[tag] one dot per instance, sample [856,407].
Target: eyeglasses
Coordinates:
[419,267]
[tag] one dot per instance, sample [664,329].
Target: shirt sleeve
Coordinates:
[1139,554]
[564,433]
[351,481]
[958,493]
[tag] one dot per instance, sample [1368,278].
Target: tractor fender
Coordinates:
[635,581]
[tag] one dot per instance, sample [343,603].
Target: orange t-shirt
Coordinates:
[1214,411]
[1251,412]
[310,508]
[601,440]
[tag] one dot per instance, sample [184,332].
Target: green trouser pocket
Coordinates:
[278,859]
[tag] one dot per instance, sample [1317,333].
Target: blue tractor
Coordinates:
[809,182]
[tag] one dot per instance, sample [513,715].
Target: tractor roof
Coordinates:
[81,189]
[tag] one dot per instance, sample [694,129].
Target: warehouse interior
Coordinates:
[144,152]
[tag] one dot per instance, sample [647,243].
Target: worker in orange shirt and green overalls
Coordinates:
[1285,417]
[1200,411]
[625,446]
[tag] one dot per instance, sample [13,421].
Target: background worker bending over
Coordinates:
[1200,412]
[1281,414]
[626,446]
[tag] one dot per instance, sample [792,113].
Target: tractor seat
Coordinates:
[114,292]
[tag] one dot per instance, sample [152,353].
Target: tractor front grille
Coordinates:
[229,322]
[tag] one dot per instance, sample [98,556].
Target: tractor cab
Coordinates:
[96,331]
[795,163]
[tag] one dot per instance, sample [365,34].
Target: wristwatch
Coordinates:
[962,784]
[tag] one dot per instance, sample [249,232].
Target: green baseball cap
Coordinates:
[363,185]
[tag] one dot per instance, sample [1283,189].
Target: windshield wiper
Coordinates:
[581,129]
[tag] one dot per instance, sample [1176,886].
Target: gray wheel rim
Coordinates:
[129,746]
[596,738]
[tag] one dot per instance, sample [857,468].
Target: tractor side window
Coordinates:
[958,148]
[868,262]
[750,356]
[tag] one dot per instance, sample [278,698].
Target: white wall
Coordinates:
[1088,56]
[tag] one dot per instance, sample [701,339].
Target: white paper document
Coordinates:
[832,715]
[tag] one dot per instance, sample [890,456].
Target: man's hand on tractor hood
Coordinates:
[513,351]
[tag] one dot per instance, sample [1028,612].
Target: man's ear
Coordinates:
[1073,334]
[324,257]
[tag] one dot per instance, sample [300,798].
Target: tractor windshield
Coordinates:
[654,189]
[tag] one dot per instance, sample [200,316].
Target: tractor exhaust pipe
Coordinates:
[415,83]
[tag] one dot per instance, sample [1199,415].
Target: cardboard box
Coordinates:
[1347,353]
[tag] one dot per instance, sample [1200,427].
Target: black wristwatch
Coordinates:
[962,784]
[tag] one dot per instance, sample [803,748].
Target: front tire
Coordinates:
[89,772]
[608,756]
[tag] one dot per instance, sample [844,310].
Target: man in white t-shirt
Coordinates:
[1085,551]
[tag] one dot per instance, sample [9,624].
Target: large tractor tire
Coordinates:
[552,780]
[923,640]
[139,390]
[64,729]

--------------------------------

THE TASK ▸
Convert every line of the records above into a JSON list of strings, one string per line, leaving out blank lines.

RIGHT ANSWER ▸
[
  "[tag] one dot per instance, sample [856,407].",
  "Target: eyeglasses",
  "Coordinates:",
  "[419,267]",
  "[tag] one dot per instance, sample [664,329].",
  "Target: shirt sleeve",
  "Coordinates:",
  "[1139,554]",
  "[564,433]",
  "[351,481]",
  "[958,493]",
  "[tag] one dot per instance, sample [1368,278].",
  "Target: tractor fender",
  "Coordinates:",
  "[635,581]",
  "[tag] one dot per instance, sample [343,603].",
  "Target: orange t-shirt",
  "Coordinates:",
  "[1214,411]",
  "[1251,412]",
  "[310,508]",
  "[601,440]",
  "[tag] one dot per instance, sample [184,332].",
  "Target: green trouser pocket",
  "Coordinates:",
  "[278,859]",
  "[tag] one dot per instance, sample [1317,333].",
  "Target: blue tractor",
  "Coordinates:",
  "[809,182]",
  "[tag] one dot per instance, sample [513,715].",
  "Target: tractor roof",
  "Coordinates:",
  "[81,189]",
  "[tag] one dot per instance, sample [694,129].",
  "Target: warehouse interior",
  "Coordinates:",
  "[144,152]",
  "[tag] one dot per instance, sample [647,243].",
  "Target: worker in orange shirt and green overalls",
  "Coordinates:",
  "[1285,417]",
  "[1200,411]",
  "[625,446]",
  "[tag] one dot per instance, sample [13,421].",
  "Target: background worker bending over",
  "Coordinates:",
  "[1200,412]",
  "[1281,414]",
  "[626,446]",
  "[tag] one dot per instance, sample [792,113].",
  "Target: tractor seat",
  "Coordinates:",
  "[114,292]",
  "[tag] one dot per instance, sample [152,353].",
  "Target: tractor front grille",
  "Coordinates:",
  "[229,322]",
  "[tag] one dot per instance, sample [98,556].",
  "Target: tractor cab",
  "Coordinates:",
  "[96,331]",
  "[795,163]",
  "[tag] one dot per instance, sample [365,34].",
  "Target: wristwatch",
  "Coordinates:",
  "[962,784]",
  "[tag] one dot per instance, sample [249,232].",
  "Target: green baseball cap",
  "Coordinates:",
  "[363,185]",
  "[tag] one dot per instance, sample [1283,189].",
  "Target: windshield wiper",
  "Coordinates:",
  "[581,129]",
  "[tag] one dot per instance, sample [1176,886].",
  "Target: gray wheel rim",
  "Coordinates:",
  "[129,746]",
  "[596,738]",
  "[tag] one dot per instance, sample [857,468].",
  "Target: tractor side window",
  "Coordinates:",
  "[958,148]",
  "[868,262]",
  "[750,356]",
  "[tag] one dot per instance, sample [278,698].",
  "Target: white wall",
  "Coordinates:",
  "[1088,56]",
  "[tag] one dot per instance, sample [701,339].",
  "Target: white paper document",
  "Coordinates:",
  "[832,715]",
  "[tag] one dot per instance, sample [890,456].",
  "Target: man's hand on tractor hood",
  "Coordinates:",
  "[513,351]",
  "[tag] one dot per instance, sample [1028,612].",
  "Target: man's ear",
  "Coordinates:",
  "[1073,334]",
  "[324,257]",
  "[tag] one dot per instance, sample [300,798].",
  "Target: tractor windshield",
  "Coordinates:",
  "[654,189]",
  "[tag] one dot per instance, sample [200,316].",
  "Target: tractor exhaust pipe",
  "Coordinates:",
  "[415,83]",
  "[tag] one dot per instance, sample [1199,415].",
  "Target: cardboard box",
  "Coordinates:",
  "[1347,353]",
  "[tag] one dot per instance, sample [1200,427].",
  "Target: black wristwatch",
  "Coordinates:",
  "[962,784]",
  "[tag] one dot per instance, sample [803,748].",
  "Target: front tire",
  "Coordinates:",
  "[89,772]",
  "[608,756]",
  "[tag] one dot per instance, sample [844,310].",
  "Target: man in white t-shirt",
  "Coordinates:",
  "[1085,551]",
  "[tag] one dot per instance, sample [9,624].",
  "Target: large tractor tire",
  "Coordinates:",
  "[552,780]",
  "[923,640]",
  "[139,390]",
  "[64,729]"
]